(Text)
▼

Run a guardian to watch over processes. Currently this supports apache and mysql. Other
processes can be added by simple modifications to the script. Invoking the guardian will run
an instance of this script every n minutes until the guardian is shutdown with the -t option.
Attempting to re-invoke a running guardian has no effect.

All activity (debug, warning, critical) is logged to the local0 facility on syslog.

The checks are listed in a checkfile, for example:

   #check type, daemonName, executableName, checkSource, checkParameters
   logfileCheck, apache2,       apache2,        /var/log/apache2/mainlog, "segmentation fault"

This checkfile specifies a periodic check of apache's mainlog for a string containing
"segmentation fault", restarting the apache2 process if it fails.

This script should be run on each host running the service(s) to be watched.

  -i        set the check interval to MINUTES
  -c        use the specified check file
  -b        batch mode. don't write to stderr ever
  -t        terminate the guardian
  -h        print this help

Examples:
To run a guardian every 10 minutes using checks in "./myCheckFile"
$ guardian -c ./myCheckFile -i 10

EOT

   exit 1;
}

# parse the command line arguments (l,s and t, each of which take a param)
while getopts i:c:hbt o
do     case "$o" in
        i)     checkInterval="$OPTARG";;
        c)     checkFile="$OPTARG";;
        h)     usageAndBail;;
        t)     terminateGuardian=true;;
        b)     batchMode=true;;        # never manually pass in this argument
        [?])   usageAndBail
       esac
done

# only output logging to standard error running from the command line
if test ${batchMode} = "false"
then
   loggerArgs="-s"
fi

# setup logging subsystem. using syslog via logger
logCritical="logger -t ${loggerTag} ${loggerArgs} -p local0.crit"
logWarning="logger -t ${loggerTag} ${loggerArgs} -p local0.warning"
logDebug="logger -t ${loggerTag} ${loggerArgs} -p local0.debug"

# delete all outstanding at jobs
deleteAllAtJobs ()
{
   for job in `atq -q ${atQueue} | cut -f1`
   do
      atrm ${job}
   done
}

# are we to terminate the guardian?
if test ${terminateGuardian} = "true"
then
   deleteAllAtJobs

   ${logDebug} "TERMINATING on user request"
   exit 0
fi

# check to see if a guardian job is already scheduled, return 0 if they are, 1 if not.
isGuardianAlreadyRunning ()
{
   # if there are one or more jobs running in our 'at' queue, then we are running
   numJobs=`atq -q ${atQueue} | wc -l`
   if test ${numJobs} -ge 1
   then
      return 0
   else
      return 1
   fi
}

# make sure that there isn't already an instance of the guardian running
# only do this for user initiated invocations.

▲

(Instruction 1) Quote verbatim the lines of the entries from the line containing "target: overcast sky" up to and including the line containing "[(0, 40), (256, 52), (256, 1), (1, 0)]".

(Record extracts)
▼

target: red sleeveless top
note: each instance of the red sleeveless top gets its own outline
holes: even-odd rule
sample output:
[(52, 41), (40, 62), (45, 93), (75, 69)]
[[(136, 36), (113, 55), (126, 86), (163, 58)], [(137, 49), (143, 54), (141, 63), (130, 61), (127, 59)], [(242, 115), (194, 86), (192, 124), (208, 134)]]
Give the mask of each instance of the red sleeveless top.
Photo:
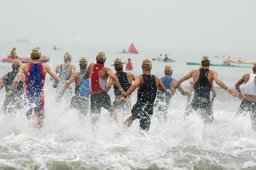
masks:
[(91, 92), (106, 91), (106, 85), (108, 79), (103, 79), (99, 77), (99, 71), (104, 67), (103, 65), (98, 64), (93, 66), (93, 74), (90, 80)]

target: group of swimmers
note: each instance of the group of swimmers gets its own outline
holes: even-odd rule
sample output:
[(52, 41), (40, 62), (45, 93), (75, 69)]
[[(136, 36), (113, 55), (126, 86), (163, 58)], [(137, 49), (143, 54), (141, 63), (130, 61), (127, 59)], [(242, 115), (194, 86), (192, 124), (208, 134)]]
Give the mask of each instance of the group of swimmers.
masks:
[[(12, 64), (13, 70), (5, 75), (0, 82), (0, 88), (5, 86), (7, 92), (3, 109), (5, 112), (12, 112), (14, 108), (21, 108), (22, 94), (25, 92), (25, 105), (28, 108), (27, 115), (30, 116), (34, 111), (35, 127), (42, 125), (45, 116), (43, 89), (45, 76), (48, 73), (54, 81), (53, 87), (57, 88), (60, 81), (64, 82), (61, 85), (59, 84), (59, 100), (63, 98), (69, 90), (68, 89), (72, 88), (70, 85), (75, 82), (75, 94), (70, 107), (86, 115), (90, 103), (93, 127), (97, 127), (103, 107), (108, 111), (115, 123), (118, 122), (118, 111), (131, 111), (131, 115), (123, 123), (124, 127), (130, 127), (135, 119), (139, 119), (140, 129), (148, 131), (154, 107), (163, 113), (166, 120), (170, 100), (177, 88), (183, 95), (189, 97), (194, 91), (193, 99), (185, 109), (185, 116), (195, 111), (204, 123), (212, 122), (212, 106), (216, 95), (214, 81), (230, 95), (243, 98), (238, 112), (249, 112), (253, 127), (256, 129), (256, 63), (252, 67), (253, 72), (244, 75), (236, 83), (236, 90), (232, 90), (219, 79), (217, 71), (209, 69), (210, 62), (207, 56), (203, 56), (200, 69), (192, 70), (179, 80), (172, 78), (173, 68), (168, 65), (164, 67), (164, 77), (159, 78), (152, 75), (152, 63), (148, 59), (142, 62), (142, 74), (135, 76), (131, 72), (124, 71), (124, 63), (119, 58), (114, 60), (116, 73), (113, 74), (111, 68), (104, 65), (106, 58), (103, 52), (97, 54), (96, 63), (91, 63), (88, 66), (87, 58), (81, 58), (79, 61), (80, 71), (77, 72), (75, 66), (71, 64), (72, 56), (69, 53), (65, 53), (65, 63), (58, 65), (55, 71), (48, 65), (39, 62), (40, 56), (39, 47), (36, 47), (32, 51), (31, 63), (22, 65), (20, 61), (14, 60)], [(185, 90), (181, 84), (190, 78), (193, 80), (189, 83), (189, 89)], [(239, 86), (243, 83), (245, 84), (243, 96), (239, 90)], [(112, 86), (115, 93), (113, 103), (108, 94)], [(136, 89), (137, 102), (132, 108), (131, 95)]]

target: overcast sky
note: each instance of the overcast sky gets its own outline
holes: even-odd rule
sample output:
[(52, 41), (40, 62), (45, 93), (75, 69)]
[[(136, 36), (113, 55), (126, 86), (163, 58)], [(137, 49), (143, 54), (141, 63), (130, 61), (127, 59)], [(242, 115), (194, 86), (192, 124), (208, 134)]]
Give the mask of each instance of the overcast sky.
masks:
[(0, 40), (256, 52), (256, 1), (1, 0)]

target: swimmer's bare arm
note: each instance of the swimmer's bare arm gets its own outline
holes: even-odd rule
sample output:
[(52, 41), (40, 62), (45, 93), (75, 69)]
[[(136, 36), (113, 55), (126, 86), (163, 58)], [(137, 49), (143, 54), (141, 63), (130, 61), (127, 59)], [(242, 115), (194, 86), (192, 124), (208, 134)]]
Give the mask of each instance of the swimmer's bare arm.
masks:
[(166, 89), (165, 88), (165, 87), (164, 87), (164, 85), (162, 81), (157, 76), (155, 76), (155, 78), (156, 78), (156, 84), (157, 89), (160, 91), (165, 92), (166, 91)]
[(114, 74), (113, 74), (112, 71), (110, 68), (108, 68), (106, 70), (106, 74), (110, 77), (113, 80), (113, 84), (118, 88), (119, 89), (122, 88), (121, 85), (120, 85), (118, 79), (116, 77)]
[(214, 99), (216, 97), (217, 95), (217, 93), (216, 93), (216, 89), (215, 89), (215, 87), (214, 86), (214, 85), (212, 84), (212, 86), (211, 86), (211, 92), (212, 93), (212, 95), (211, 96), (211, 106), (214, 104)]
[(132, 73), (130, 72), (127, 72), (127, 77), (130, 78), (130, 79), (132, 79), (132, 81), (135, 80), (135, 76), (134, 76), (134, 75)]
[(109, 92), (109, 91), (111, 88), (111, 86), (112, 86), (113, 84), (113, 82), (112, 79), (110, 78), (109, 80), (109, 82), (106, 85), (106, 91)]
[(246, 77), (247, 74), (245, 74), (243, 77), (238, 80), (238, 81), (234, 85), (234, 87), (239, 92), (239, 98), (242, 98), (242, 92), (240, 90), (240, 88), (239, 88), (239, 86), (242, 85), (243, 83), (244, 82), (244, 79), (245, 78), (245, 77)]
[(88, 67), (88, 68), (86, 70), (86, 73), (84, 73), (84, 75), (83, 75), (83, 76), (82, 77), (83, 79), (89, 79), (89, 73), (90, 73), (90, 71), (91, 71), (91, 69), (92, 67), (93, 68), (94, 65), (94, 63), (91, 63), (89, 65), (89, 66)]
[(69, 79), (69, 81), (67, 83), (66, 83), (64, 87), (63, 87), (61, 91), (59, 93), (59, 96), (58, 96), (58, 98), (60, 99), (62, 98), (63, 94), (64, 94), (64, 92), (68, 89), (68, 88), (69, 88), (71, 83), (72, 83), (74, 81), (76, 81), (76, 80), (77, 79), (77, 76), (78, 76), (77, 74), (75, 74), (74, 75), (71, 76), (70, 79)]
[(76, 73), (76, 66), (74, 66), (74, 65), (71, 65), (71, 76), (74, 75)]
[(19, 79), (24, 74), (25, 67), (26, 66), (26, 65), (24, 64), (22, 65), (19, 67), (18, 74), (17, 74), (17, 76), (16, 76), (14, 79), (13, 80), (13, 82), (12, 83), (12, 87), (11, 87), (10, 90), (9, 91), (8, 95), (10, 95), (11, 93), (12, 93), (13, 91), (16, 89), (16, 87), (17, 87), (17, 85), (18, 85), (18, 81), (19, 81)]
[(59, 82), (59, 78), (48, 64), (44, 64), (44, 66), (45, 66), (44, 68), (46, 70), (46, 72), (54, 80), (55, 83), (53, 84), (53, 87), (57, 87), (58, 83)]
[(58, 65), (57, 66), (57, 67), (56, 67), (55, 71), (55, 73), (56, 74), (59, 74), (60, 72), (60, 65)]
[[(220, 80), (220, 79), (219, 79), (219, 78), (218, 77), (218, 73), (216, 71), (214, 72), (212, 78), (214, 79), (215, 82), (221, 88), (225, 89), (225, 90), (228, 90), (228, 89), (229, 89), (228, 87), (226, 84), (225, 84), (224, 83), (222, 82), (222, 81)], [(228, 92), (234, 97), (238, 98), (239, 96), (239, 93), (235, 90), (229, 89), (228, 90)]]
[(4, 75), (1, 79), (1, 81), (0, 82), (0, 89), (2, 89), (3, 87), (5, 86), (5, 78), (6, 78), (6, 76), (7, 76), (7, 74)]
[(129, 96), (132, 94), (133, 92), (137, 88), (140, 87), (141, 80), (143, 79), (143, 77), (141, 75), (139, 75), (135, 77), (135, 81), (133, 83), (133, 84), (129, 88), (128, 90), (127, 90), (125, 93), (125, 96)]
[[(56, 74), (59, 74), (59, 73), (60, 73), (60, 65), (58, 65), (56, 67), (56, 68), (55, 68), (55, 69), (54, 71), (55, 72), (55, 73), (56, 73)], [(52, 77), (51, 77), (50, 78), (50, 80), (51, 81), (53, 81), (53, 78)]]
[(22, 77), (22, 81), (23, 82), (23, 85), (22, 86), (22, 90), (23, 92), (26, 91), (26, 85), (25, 85), (25, 81), (26, 81), (26, 78), (23, 75)]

▲

(Instruction 2) Extend the text on the process guardian script from the point where it stops.

(Task result 1)
target: overcast sky
note: each instance of the overcast sky gets its own outline
holes: even-odd rule
sample output:
[(52, 41), (40, 62), (45, 93), (75, 69)]
[[(136, 36), (113, 55), (126, 86), (163, 58)], [(137, 49), (143, 54), (141, 63), (130, 61), (127, 59)], [(242, 115), (194, 86), (192, 124), (208, 134)]]
Give the mask of each instance of the overcast sky.
masks:
[(0, 40), (256, 52), (256, 1), (1, 0)]

(Task result 2)
if test ${batchMode} = "false"
then
   if isGuardianAlreadyRunning
   then
      ${logDebug} "guardian invoked but already running. doing nothing."
      exit 0
   fi
fi

# get the nth comma seperated token from the line, trimming whitespace
# usage getToken line tokenNum
getToken ()
{
   line=$1
   tokenNum=$2

   # get the nth comma seperated token from the line, removing whitespace
   token=`echo ${line} | cut -f${tokenNum} -d, | sed 's/^[ \t]*//;s/[ \t]*$//'`
}

# check http. get a page and look for a string in the result.
# usage: httpCheckImplementation sourceUrl checkString
httpCheck ()
{
   sourceUrl=$1
   checkString=$2

   wget -O - --quiet ${sourceUrl} | egrep -i "${checkString}" > /dev/null 2>&1
   httpCheckResult=$?
   if test ${httpCheckResult} -eq 0
   then
      ${logDebug} "PASS: found \"${checkString}\" in ${sourceUrl}"
   else
      ${logWarning} "FAIL: could NOT LOCATE \"${checkString}\" in ${sourceUrl}"
   fi

   return ${httpCheckResult}
}

# check to make sure that mysql is running
# usage: mysqlCheck connectString query
mysqlCheck ()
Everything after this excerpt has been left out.